> [TASK DETAILS]: Reproduce each of the following records word for word, keeping every line as it appears.

═════ GIVEN INFORMATION

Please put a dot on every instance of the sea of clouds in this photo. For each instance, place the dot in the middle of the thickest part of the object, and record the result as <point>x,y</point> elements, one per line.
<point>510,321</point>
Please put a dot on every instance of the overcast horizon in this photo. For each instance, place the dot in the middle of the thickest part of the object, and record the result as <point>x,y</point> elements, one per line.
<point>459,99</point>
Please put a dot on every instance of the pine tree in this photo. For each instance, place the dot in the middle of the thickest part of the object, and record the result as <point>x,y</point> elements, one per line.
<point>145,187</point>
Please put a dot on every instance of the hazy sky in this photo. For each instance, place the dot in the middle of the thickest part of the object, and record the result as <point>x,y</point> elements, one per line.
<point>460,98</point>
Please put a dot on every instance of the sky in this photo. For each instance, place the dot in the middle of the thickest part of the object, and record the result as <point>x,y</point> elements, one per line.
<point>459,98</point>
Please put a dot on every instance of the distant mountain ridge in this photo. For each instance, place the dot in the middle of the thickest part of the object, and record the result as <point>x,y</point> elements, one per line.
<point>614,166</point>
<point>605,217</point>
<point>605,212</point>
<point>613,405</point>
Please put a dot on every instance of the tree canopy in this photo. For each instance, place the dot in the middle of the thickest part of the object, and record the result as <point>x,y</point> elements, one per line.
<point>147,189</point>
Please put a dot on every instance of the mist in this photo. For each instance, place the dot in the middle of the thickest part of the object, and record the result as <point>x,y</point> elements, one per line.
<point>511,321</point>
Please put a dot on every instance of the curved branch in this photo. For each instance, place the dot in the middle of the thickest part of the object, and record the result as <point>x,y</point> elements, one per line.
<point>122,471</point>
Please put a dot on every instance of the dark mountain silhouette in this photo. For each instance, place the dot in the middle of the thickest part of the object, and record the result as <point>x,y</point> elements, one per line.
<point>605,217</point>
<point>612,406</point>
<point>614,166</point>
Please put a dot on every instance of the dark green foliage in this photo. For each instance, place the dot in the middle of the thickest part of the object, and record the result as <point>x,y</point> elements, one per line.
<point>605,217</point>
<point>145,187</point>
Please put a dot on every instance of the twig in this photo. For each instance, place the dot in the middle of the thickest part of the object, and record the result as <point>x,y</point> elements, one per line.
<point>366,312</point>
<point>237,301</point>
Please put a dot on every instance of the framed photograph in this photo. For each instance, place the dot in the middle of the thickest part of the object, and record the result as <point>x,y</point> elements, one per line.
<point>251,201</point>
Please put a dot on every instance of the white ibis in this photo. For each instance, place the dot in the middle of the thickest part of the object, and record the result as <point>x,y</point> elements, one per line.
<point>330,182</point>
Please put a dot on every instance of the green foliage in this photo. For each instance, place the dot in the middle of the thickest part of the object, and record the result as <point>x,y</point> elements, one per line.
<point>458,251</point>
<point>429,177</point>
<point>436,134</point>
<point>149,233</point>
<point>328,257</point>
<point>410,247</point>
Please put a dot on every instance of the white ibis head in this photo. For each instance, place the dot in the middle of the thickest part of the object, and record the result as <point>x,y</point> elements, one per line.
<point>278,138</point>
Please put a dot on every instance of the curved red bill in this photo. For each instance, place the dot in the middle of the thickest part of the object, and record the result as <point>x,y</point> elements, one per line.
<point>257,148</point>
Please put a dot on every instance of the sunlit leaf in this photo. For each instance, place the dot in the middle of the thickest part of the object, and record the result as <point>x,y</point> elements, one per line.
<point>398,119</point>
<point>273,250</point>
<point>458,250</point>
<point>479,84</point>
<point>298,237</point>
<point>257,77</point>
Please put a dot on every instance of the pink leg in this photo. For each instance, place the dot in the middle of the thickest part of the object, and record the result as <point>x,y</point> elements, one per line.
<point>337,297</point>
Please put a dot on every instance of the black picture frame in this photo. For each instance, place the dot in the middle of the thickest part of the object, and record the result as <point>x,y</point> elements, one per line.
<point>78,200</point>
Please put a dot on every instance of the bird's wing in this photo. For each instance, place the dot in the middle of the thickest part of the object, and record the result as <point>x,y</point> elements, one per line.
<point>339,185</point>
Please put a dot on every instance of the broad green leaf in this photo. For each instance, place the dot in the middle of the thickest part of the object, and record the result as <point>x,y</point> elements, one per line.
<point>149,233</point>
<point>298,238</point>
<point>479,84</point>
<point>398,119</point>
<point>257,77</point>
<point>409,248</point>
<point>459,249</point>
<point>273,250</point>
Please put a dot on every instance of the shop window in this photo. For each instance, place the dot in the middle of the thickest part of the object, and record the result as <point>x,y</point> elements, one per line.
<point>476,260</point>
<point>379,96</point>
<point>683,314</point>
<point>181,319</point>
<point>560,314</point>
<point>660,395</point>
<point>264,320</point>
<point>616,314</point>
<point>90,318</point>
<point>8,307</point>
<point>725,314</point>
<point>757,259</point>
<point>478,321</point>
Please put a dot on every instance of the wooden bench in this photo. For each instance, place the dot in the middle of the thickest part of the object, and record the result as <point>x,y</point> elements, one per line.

══════════

> [EXERCISE RESULT]:
Please put a dot on every instance of the sea of clouds in this photo. For each instance, place the dot in the middle of the thickest part of the object, and record the result as <point>x,y</point> elements, one per line.
<point>510,321</point>
Please put a dot on every instance of the overcast horizon in this photo. For each instance, place the dot in the middle of the thickest part of the object, and record the result as <point>x,y</point> elements, one per line.
<point>459,99</point>
Please put a dot on every instance of the pine tree in this photo. For each instance, place the dot in the middle of the thickest part of the object, and record the result as <point>x,y</point> elements, one per line.
<point>145,187</point>
Please put a dot on every instance of the hazy sky in this photo. For each instance, place the dot in the middle of the thickest part of the object, and record the result as <point>x,y</point> elements, one per line.
<point>460,98</point>
Please put a dot on every instance of the sky in this photo. For each instance, place the dot in the middle of the thickest part of the object, and record the result as <point>x,y</point> elements, one per line.
<point>459,98</point>
Please put a dot on every instance of the distant mountain ridge in this photo. For each instance, place the dot in the middle of the thickest part of the object, and record the result as <point>x,y</point> elements, one per line.
<point>614,166</point>
<point>605,217</point>
<point>605,212</point>
<point>613,405</point>
Please put a dot on every instance of the tree canopy in this photo. For each instance, place the dot in the middle of the thickest part of the object, and record the result as <point>x,y</point> elements, one per line.
<point>147,189</point>
Please put a dot on every instance of the mist in this photo. For each instance, place the dot in the middle of the thickest part of the object, and record the result as <point>x,y</point> elements, one per line.
<point>511,321</point>
Please put a dot on every instance of the curved branch in this photo. For each instance, place the dot in the middle of the thickest part of the object, and record the result as <point>x,y</point> elements, one per line.
<point>122,471</point>
Please put a dot on every instance of the dark mountain silhouette in this photo. For each instance, place the dot in the middle of the thickest part of the object, and record the result as <point>x,y</point> elements, one per line.
<point>605,217</point>
<point>612,406</point>
<point>614,166</point>
Please put a dot on every instance of the dark green foliage in this photo. For each instance, place the dot in the middle of the thickest part of the object, and record the result as <point>x,y</point> elements, one per line.
<point>605,217</point>
<point>145,187</point>
Please put a dot on every instance of the twig in this photo. For each instance, place the dot in the middle of the thickest part of the object, and record the result as <point>x,y</point> elements, one per line.
<point>366,312</point>
<point>237,301</point>
Please put a dot on every instance of the framed photograph in this photo. For each instance, place the dot in the middle of the thickest part of the object, and record the result as <point>x,y</point> elements, one per line.
<point>251,201</point>
Please put a dot on every instance of the white ibis in this photo. For each instance, place the dot in the middle of the thickest part of the object, and record the result as <point>x,y</point> elements, one per line.
<point>330,182</point>
Please put a dot on every instance of the green foliage in this photo. For each instance, place the dot in the middle of the thickest part of the object, and record the result as <point>x,y</point> elements, one per line.
<point>458,251</point>
<point>429,177</point>
<point>436,134</point>
<point>149,233</point>
<point>328,257</point>
<point>410,247</point>
Please put a dot on every instance of the white ibis head in this photo. For each instance, place the dot in the middle of the thickest part of the object, and record the result as <point>x,y</point> elements, one per line.
<point>278,138</point>
Please put a dot on every instance of the curved red bill in this photo. For each instance, place the dot in the middle of the thickest part of the object, and record the result as <point>x,y</point> elements, one per line.
<point>257,148</point>
Please put a dot on every instance of the sunlit leaf in this photo. For each instance, place the dot in the middle of the thickest part of the object, and record the result as <point>x,y</point> elements, one per line.
<point>398,119</point>
<point>273,250</point>
<point>458,250</point>
<point>479,84</point>
<point>298,237</point>
<point>257,77</point>
Please put a dot on every instance of the pink leg in this photo. For each instance, place the dot in the middle of the thickest part of the object, and record the result as <point>x,y</point> elements, one per line.
<point>337,297</point>
Please put a dot on every instance of the black picture frame in this photo. For each instance, place the dot in the middle of the thickest part of the object, and record the result as <point>x,y</point> elements, one per line.
<point>78,200</point>
Please put a dot on every instance of the bird's wing in this photo. For each instance, place the dot in the middle of the thickest part of the object, and record the result as <point>x,y</point> elements, one per line.
<point>339,185</point>
Please put a dot on every instance of the broad green leaf in this photo. For each instance, place the dot in the middle of the thickest part of the object, and record the result as <point>x,y</point> elements, one per line.
<point>149,233</point>
<point>298,238</point>
<point>479,84</point>
<point>398,119</point>
<point>257,77</point>
<point>409,248</point>
<point>459,249</point>
<point>273,250</point>
Please put a dot on every instance of the shop window in this photo. For each instance, place the dot in the middle of the thickest part of the object, and record the result as <point>x,y</point> elements, one per line.
<point>476,260</point>
<point>379,96</point>
<point>683,314</point>
<point>181,319</point>
<point>560,314</point>
<point>660,395</point>
<point>264,320</point>
<point>616,314</point>
<point>90,318</point>
<point>8,307</point>
<point>725,314</point>
<point>757,259</point>
<point>478,321</point>
Please put a dot on every instance of the wooden bench in this photo. For each instance, place the dot in the middle of the thickest part of the object, and record the result as <point>x,y</point> elements, one per line.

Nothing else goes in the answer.